● EXERCISE DETAILS
Output the entries below as a two-column CSV whose header is text,answer, with one row per entry. Put the entry's text and its answer each in a single quoted field, and replace any line breaks inside a field with spaces.

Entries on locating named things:
***
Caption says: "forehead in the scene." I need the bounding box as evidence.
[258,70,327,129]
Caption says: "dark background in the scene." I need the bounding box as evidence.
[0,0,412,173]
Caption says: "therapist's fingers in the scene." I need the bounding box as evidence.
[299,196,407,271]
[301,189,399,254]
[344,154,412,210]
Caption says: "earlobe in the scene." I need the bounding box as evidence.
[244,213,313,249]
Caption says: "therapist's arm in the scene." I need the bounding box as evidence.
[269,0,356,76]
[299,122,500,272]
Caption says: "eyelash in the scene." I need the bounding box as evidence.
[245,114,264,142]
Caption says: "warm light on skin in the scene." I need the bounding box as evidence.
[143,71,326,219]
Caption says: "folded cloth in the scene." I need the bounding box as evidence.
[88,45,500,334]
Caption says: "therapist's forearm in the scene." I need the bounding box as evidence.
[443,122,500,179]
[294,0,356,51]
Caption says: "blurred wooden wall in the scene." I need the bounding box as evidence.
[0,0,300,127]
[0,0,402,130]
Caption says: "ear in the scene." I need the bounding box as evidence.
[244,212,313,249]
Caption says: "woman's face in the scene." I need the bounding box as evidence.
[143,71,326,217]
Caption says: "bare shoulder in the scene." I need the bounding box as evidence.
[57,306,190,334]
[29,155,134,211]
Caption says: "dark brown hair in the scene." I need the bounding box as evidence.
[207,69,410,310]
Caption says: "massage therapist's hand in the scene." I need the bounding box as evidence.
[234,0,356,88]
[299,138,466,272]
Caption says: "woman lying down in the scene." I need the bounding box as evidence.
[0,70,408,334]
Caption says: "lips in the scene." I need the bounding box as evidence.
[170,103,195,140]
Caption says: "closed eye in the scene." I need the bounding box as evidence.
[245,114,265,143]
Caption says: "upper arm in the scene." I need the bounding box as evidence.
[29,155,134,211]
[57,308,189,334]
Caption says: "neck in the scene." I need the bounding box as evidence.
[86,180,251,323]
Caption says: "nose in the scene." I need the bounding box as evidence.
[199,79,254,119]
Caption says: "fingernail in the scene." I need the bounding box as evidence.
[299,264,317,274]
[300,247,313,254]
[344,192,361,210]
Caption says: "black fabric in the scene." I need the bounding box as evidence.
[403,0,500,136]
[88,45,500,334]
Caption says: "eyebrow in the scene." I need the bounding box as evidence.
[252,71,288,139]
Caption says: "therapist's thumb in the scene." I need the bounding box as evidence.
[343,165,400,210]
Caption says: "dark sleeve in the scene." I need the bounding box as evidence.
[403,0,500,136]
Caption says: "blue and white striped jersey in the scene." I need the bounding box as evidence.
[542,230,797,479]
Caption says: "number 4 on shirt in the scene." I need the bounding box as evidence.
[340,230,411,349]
***
● RESULT FOR THIS TASK
text,answer
"Caption says: ""forehead in the scene."" I need the bounding box as evidence.","[258,70,327,129]"
"Caption says: ""dark background in the scene."" I need the bounding box as evidence.","[0,0,412,173]"
"Caption says: ""therapist's fingers in the scene."" I need the bounding box as evidence.","[299,196,407,271] [301,189,399,254] [344,154,412,210]"
"Caption says: ""earlobe in the scene."" I need the bounding box as evidence.","[244,213,313,249]"
"Caption says: ""therapist's arm in the scene."" I need the bounding box as evidence.","[269,0,356,76] [299,122,500,272]"
"Caption says: ""eyelash in the scene."" I need the bounding box as evidence.","[245,114,264,142]"
"Caption says: ""warm light on skin in the scene."" I need the bounding box as evidence.","[143,71,326,219]"
"Caption says: ""folded cloth in the scene."" I need the bounding box as evidence.","[88,45,500,334]"
"Caption says: ""therapist's forearm in the scene."" I need the bounding box as evidence.","[443,122,500,179] [294,0,356,51]"
"Caption says: ""blurred wooden wall in the scene."" I need the bounding box as evidence.","[0,0,300,127] [0,0,402,130]"
"Caption says: ""ear in the scene."" I need the bounding box as evidence.","[244,212,313,249]"
"Caption says: ""woman's face in the scene."" I need the bounding box as evidence.","[143,71,326,217]"
"Caption says: ""bare shoulder in the scene."" I need the bounding box as evidence.","[57,306,190,334] [29,155,134,211]"
"Caption says: ""dark brown hair in the scene."" I need the bounding box as evidence.","[207,69,410,310]"
"Caption says: ""massage therapist's hand in the scene."" I need the bounding box as evidence.","[234,0,356,88] [299,138,466,272]"
"Caption says: ""woman lying down in the scene."" I need the bounding box as evidence.","[0,70,408,334]"
"Caption says: ""lips in the scene."" I need the bounding box as evidence.","[170,103,195,140]"
"Caption says: ""closed eye in the scene."" I need the bounding box as evidence.","[245,114,265,143]"
"Caption says: ""upper arm in the scene."" I need the bounding box as evidence.","[29,155,134,211] [57,308,189,334]"
"Caption says: ""neck in the scene."" I need the bounding box as evidence.","[86,180,251,323]"
"Caption says: ""nose in the scene."" I need the bounding box as evidence.","[199,79,254,119]"
"Caption says: ""fingernail in the scene."" I need the bounding box as evidence.","[299,264,317,274] [300,247,313,254] [344,192,361,210]"
"Caption says: ""black fabric in the scene."" I need the bounding box as evidence.","[403,0,500,136] [88,45,500,334]"
"Caption says: ""eyebrow in the scene."" I need the bounding box as evidence.","[252,71,288,139]"
"Caption says: ""therapist's thumb in the scene."" I need the bounding box as evidence.","[343,165,400,210]"
"Caption says: ""dark sleeve in the scene."" I need the bounding box as evidence.","[403,0,500,136]"
"Caption says: ""blue and white striped jersey in the scene."" I need the bounding box as evidence.","[542,230,797,479]"
"Caption says: ""number 4 on shirt in the scene."" I need the bounding box as evidence.","[340,230,411,349]"